_Exercise brief:_ Pick out each line in the items below that contains the word "holding" and copy those lines.

_Task inputs:_
Start

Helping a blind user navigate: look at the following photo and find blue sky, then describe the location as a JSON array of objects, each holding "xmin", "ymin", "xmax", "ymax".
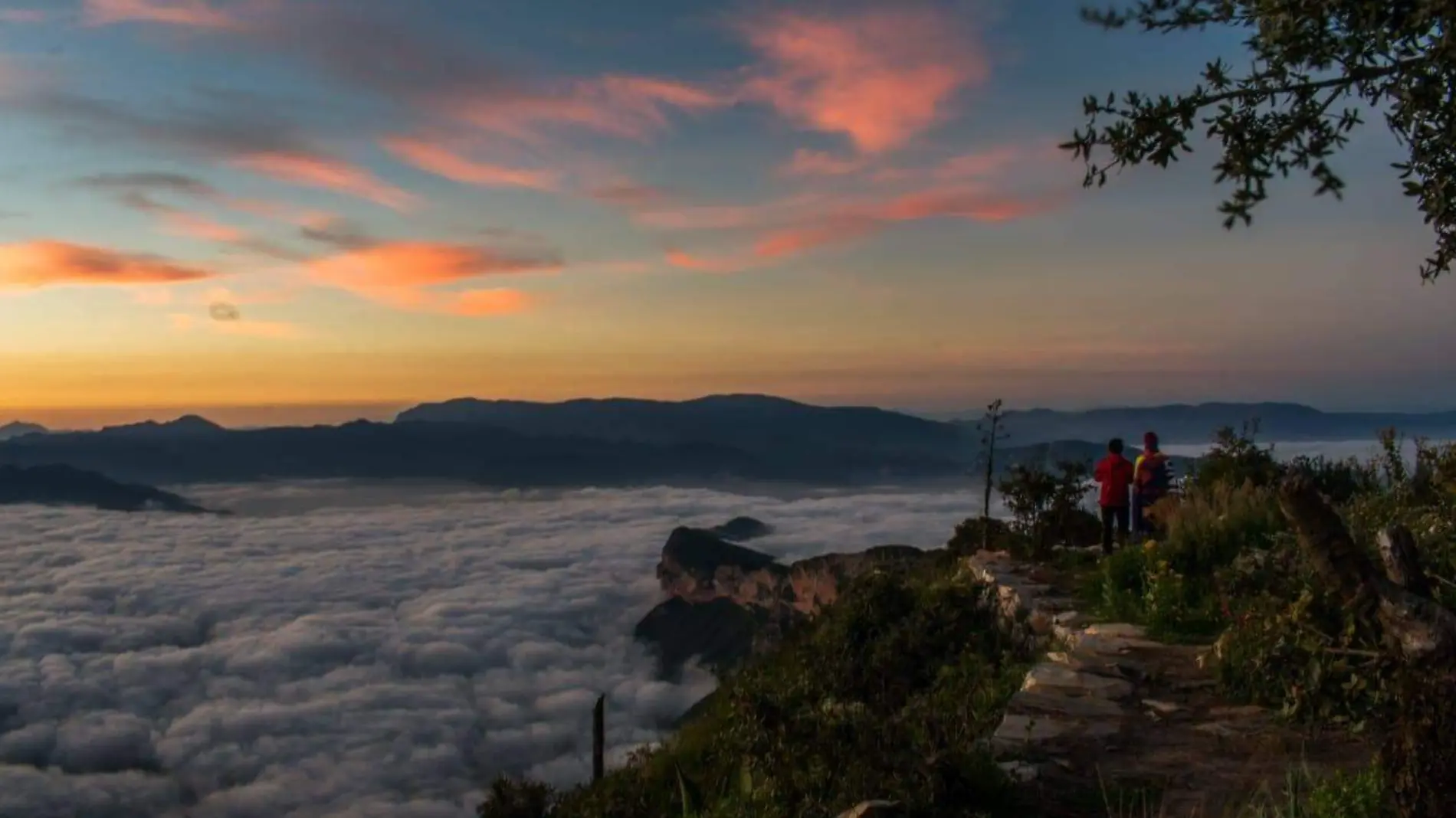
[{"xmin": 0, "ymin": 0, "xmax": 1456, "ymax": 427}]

End
Start

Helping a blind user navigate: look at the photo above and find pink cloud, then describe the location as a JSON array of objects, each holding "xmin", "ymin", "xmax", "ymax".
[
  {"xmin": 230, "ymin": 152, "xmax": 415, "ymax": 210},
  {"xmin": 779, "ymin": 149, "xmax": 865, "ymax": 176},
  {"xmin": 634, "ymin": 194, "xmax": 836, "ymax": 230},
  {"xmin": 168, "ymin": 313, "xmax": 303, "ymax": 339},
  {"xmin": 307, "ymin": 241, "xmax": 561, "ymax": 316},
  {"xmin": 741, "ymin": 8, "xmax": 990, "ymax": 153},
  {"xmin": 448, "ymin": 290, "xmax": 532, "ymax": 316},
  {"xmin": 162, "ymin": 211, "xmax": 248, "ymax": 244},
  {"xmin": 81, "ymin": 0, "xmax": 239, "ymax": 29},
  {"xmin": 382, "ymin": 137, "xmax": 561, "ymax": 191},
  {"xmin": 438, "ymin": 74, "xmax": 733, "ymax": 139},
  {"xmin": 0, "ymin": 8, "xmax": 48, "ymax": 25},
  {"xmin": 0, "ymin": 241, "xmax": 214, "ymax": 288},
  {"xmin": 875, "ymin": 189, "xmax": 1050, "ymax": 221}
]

End

_Response below:_
Helping a blind user navigate: look at the following photo and find blue sky, then describe the location as a JSON array of objects, each holding "xmin", "ymin", "xmax", "ymax".
Helping a blind user navigate: look at the photo above and find pink cloud, then describe the location as a JSON array of objects, each holding "xmin", "ymin", "xmax", "ymax".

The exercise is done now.